▶ **WHAT IS REQUIRED**
A word-for-word repetition of the records beneath this task is the expected answer.

▶ **THE INPUT**
----------

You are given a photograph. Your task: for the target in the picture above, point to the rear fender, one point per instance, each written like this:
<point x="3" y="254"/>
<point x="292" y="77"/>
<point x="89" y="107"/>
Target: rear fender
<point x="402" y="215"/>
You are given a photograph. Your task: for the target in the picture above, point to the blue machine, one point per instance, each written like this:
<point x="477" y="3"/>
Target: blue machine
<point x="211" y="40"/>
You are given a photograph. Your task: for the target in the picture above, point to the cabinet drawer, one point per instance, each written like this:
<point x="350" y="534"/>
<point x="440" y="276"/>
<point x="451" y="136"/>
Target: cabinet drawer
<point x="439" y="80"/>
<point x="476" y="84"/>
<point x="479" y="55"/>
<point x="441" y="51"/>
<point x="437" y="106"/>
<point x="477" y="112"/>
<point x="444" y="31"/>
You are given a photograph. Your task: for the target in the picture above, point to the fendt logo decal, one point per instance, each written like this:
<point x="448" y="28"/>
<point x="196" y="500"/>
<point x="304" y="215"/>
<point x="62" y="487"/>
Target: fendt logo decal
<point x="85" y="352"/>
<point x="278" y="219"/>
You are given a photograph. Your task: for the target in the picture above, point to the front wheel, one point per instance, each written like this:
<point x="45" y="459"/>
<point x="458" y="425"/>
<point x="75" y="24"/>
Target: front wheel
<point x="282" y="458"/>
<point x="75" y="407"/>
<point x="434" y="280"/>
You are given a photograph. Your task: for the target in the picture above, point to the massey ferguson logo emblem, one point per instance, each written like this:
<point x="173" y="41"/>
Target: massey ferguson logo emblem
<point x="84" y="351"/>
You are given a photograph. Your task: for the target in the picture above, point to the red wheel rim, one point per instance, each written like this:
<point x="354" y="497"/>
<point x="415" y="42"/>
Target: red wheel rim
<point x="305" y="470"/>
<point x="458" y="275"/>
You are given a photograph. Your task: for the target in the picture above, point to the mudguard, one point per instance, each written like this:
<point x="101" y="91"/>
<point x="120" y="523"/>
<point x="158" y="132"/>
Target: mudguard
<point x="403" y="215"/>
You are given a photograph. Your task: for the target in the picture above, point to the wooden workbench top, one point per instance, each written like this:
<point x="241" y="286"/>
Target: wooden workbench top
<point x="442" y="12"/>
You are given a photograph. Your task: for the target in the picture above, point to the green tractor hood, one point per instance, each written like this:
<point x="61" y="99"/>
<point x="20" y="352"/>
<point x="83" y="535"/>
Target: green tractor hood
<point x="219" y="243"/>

----------

▶ **RESPONSE BELOW**
You are given a photograph. Your task: for the target in the picture above, point to the rear fender, one point per instance, each written like this:
<point x="3" y="254"/>
<point x="292" y="77"/>
<point x="89" y="107"/>
Target: rear fender
<point x="402" y="215"/>
You are given a photograph. Your task: for the target in the picture above, point to the blue machine, one point per instance, each written like this:
<point x="477" y="3"/>
Target: blue machine
<point x="211" y="40"/>
You are given a photograph. Your task: for the target in the picture above, point to the cabinet drawer, one point per instance, each written like this:
<point x="350" y="534"/>
<point x="440" y="276"/>
<point x="451" y="136"/>
Target: cabinet drawer
<point x="439" y="80"/>
<point x="476" y="84"/>
<point x="479" y="55"/>
<point x="441" y="51"/>
<point x="437" y="106"/>
<point x="477" y="112"/>
<point x="444" y="31"/>
You are given a photograph. Your task: for the target in the picture above, point to the fendt logo decal, one point per instance, each written like this:
<point x="448" y="28"/>
<point x="196" y="500"/>
<point x="304" y="215"/>
<point x="62" y="487"/>
Target: fendt logo decal
<point x="85" y="352"/>
<point x="278" y="219"/>
You are given a photograph. Your task: for the target in the picture above, point to the front wheel, one point per instance, each written like this:
<point x="45" y="459"/>
<point x="458" y="425"/>
<point x="75" y="24"/>
Target: front wheel
<point x="282" y="458"/>
<point x="75" y="407"/>
<point x="434" y="280"/>
You are given a photograph. Your task: for the target in the picture above, point to the massey ferguson logo emblem, one point per instance, each written like this:
<point x="173" y="41"/>
Target: massey ferguson logo emblem
<point x="84" y="351"/>
You are given a photograph. Your task: for the target in the picture above, point to the red wheel rim, one point per instance, each written like this:
<point x="354" y="497"/>
<point x="415" y="42"/>
Target: red wheel rim
<point x="305" y="470"/>
<point x="458" y="275"/>
You are given a photograph. Your task: for the target in the picture above, point to the mudguard, one point per instance, each written like this:
<point x="101" y="91"/>
<point x="120" y="523"/>
<point x="158" y="132"/>
Target: mudguard
<point x="403" y="215"/>
You are given a photograph. Your task: for the target in the picture above, point to the wooden workbench top, one point per instance, each written like this:
<point x="241" y="286"/>
Target: wooden workbench top
<point x="442" y="12"/>
You are given a photograph. Your task: for the target in the picture above, point to the green tractor hood, one point per instance, each written like this:
<point x="61" y="99"/>
<point x="20" y="352"/>
<point x="83" y="535"/>
Target: green tractor hood
<point x="219" y="243"/>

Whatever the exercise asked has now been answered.